__Reading text__.
Cinematographer David Chizallet, AFC, discusses his work on Bi Gan’s “Long Day’s Journey Into Night”

par David Chizallet

[ English ] [ français ]

About ten years after his graduation from the Image Department of La Fémis, cinematographer David Chizallet, AFC, was recognized for his work on his classmate Deniz Gamze Ergüven’s film Mustang. A loyal collaborator of Elie Wajeman (Alyah, The Anarchists), he has recently been trying his hand at comedy with Eric Toledano and Olivier Nakache’s film C’est la vie !. He had the opportunity to participate in a new adventure thanks to the Chinese film Long Day’s Journey Into Night, directed by Bi Gan, in Competition at the 71th Cannes Film Festival in the Un Certain Regard section. (BB)

Luo Hongwu returns to the city of his childhood twelve years after having committed a murder in impunity. Memories of the beautiful and enigmatic woman he killed begin to surface once again. Past and present, dream and reality, collide in a sombre ballet.

__Problem set__.
**a.** In the article on David Chizallet, which film by his classmate Deniz Gamze Ergüven earned him recognition?
**b.** Retype the stretch of the article on David Chizallet from "par David Chizallet" through "Regard section. (BB)".

__Data section__.
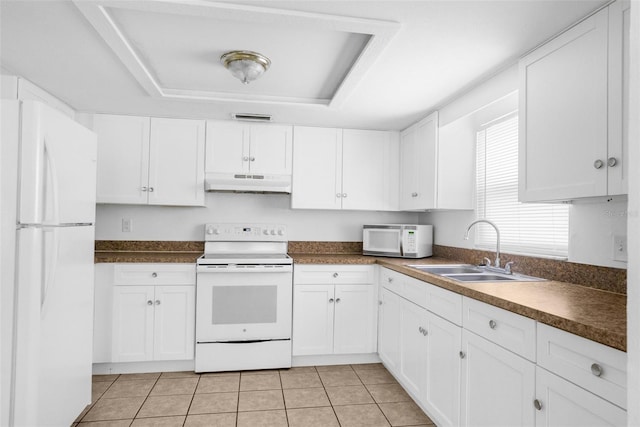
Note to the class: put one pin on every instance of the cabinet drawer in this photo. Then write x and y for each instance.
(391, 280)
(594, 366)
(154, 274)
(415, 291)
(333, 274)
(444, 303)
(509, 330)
==
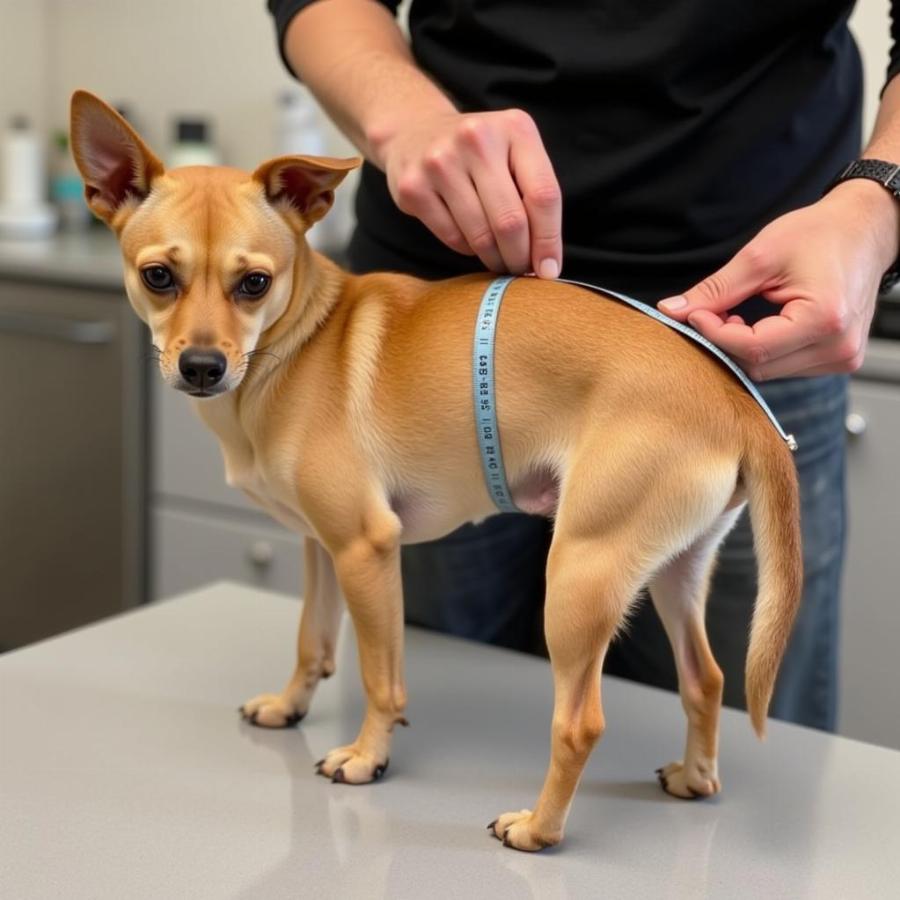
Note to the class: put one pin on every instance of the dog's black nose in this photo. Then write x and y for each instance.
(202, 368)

__Results for the exercise__.
**a.** Mustang

**b.**
par David Chizallet

[ English ] [ français ]

About ten years after his graduation from the Image Department of La Fémis, cinematographer David Chizallet, AFC, was recognized for his work on his classmate Deniz Gamze Ergüven’s film Mustang. A loyal collaborator of Elie Wajeman (Alyah, The Anarchists), he has recently been trying his hand at comedy with Eric Toledano and Olivier Nakache’s film C’est la vie !. He had the opportunity to participate in a new adventure thanks to the Chinese film Long Day’s Journey Into Night, directed by Bi Gan, in Competition at the 71th Cannes Film Festival in the Un Certain Regard section. (BB)